» **Problem requirements**
Each entry needs to be retyped exactly.

== Exercise data

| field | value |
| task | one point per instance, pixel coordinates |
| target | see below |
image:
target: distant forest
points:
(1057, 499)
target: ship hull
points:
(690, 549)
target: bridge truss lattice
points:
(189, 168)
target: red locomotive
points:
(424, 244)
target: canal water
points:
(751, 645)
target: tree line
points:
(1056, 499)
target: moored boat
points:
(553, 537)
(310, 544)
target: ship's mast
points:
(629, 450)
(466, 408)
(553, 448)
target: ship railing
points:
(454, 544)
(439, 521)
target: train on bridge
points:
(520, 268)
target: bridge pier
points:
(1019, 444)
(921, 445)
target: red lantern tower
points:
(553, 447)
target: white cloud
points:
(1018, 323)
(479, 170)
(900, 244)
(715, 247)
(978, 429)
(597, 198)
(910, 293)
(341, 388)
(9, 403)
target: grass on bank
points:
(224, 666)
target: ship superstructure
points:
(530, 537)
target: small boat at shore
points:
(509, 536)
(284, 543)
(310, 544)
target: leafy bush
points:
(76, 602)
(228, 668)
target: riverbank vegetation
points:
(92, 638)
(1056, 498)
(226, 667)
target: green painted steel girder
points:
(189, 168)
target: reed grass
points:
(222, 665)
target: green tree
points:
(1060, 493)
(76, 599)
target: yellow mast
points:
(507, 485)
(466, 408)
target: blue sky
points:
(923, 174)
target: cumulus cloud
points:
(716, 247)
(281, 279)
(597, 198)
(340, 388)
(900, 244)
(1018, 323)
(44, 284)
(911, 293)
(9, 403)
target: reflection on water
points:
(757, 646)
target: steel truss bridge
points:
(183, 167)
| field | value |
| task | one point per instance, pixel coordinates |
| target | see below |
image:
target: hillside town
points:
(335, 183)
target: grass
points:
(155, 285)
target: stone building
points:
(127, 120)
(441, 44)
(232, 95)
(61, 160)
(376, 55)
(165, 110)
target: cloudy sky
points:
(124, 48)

====

» **Solution for this exercise**
| field | value |
| task | one point per instance, pixel coordinates |
| target | see below |
image:
target: distant forest
points:
(1057, 499)
target: ship hull
points:
(690, 549)
target: bridge truss lattice
points:
(189, 168)
target: red locomotive
points:
(424, 244)
target: canal water
points:
(751, 645)
target: tree line
points:
(1056, 499)
target: moored boat
points:
(553, 537)
(310, 544)
target: ship's mast
points:
(629, 450)
(466, 408)
(553, 448)
target: ship railing
points:
(454, 544)
(439, 521)
target: train on bridge
points:
(520, 268)
target: bridge pier
points:
(1019, 444)
(921, 445)
target: red lantern tower
points:
(553, 447)
target: white cloud
points:
(1018, 323)
(479, 170)
(900, 244)
(715, 247)
(978, 429)
(597, 198)
(910, 293)
(341, 388)
(9, 403)
target: grass on bank
points:
(224, 666)
target: ship superstructure
points:
(530, 537)
target: small boat at shore
points:
(509, 536)
(284, 543)
(310, 544)
target: leafy bush
points:
(76, 602)
(228, 668)
target: riverbank vegetation
points:
(92, 638)
(1056, 498)
(226, 667)
target: green painted steel girder
points:
(189, 168)
target: reed grass
points:
(222, 665)
target: green tree
points:
(1060, 493)
(76, 599)
target: yellow mast
points:
(507, 485)
(466, 408)
target: blue sky
points:
(923, 174)
target: cumulus cloud
points:
(716, 247)
(281, 279)
(597, 198)
(340, 388)
(900, 244)
(1018, 323)
(44, 284)
(911, 293)
(9, 403)
target: reflection on water
points:
(757, 646)
target: steel truss bridge
points:
(183, 167)
| field | value |
| task | one point per instance, pixel coordinates |
| target | see below |
image:
target: hillside town
points:
(335, 183)
target: grass
points:
(155, 285)
target: stone building
points:
(127, 120)
(441, 44)
(232, 95)
(61, 160)
(376, 55)
(165, 110)
target: cloudy sky
points:
(124, 48)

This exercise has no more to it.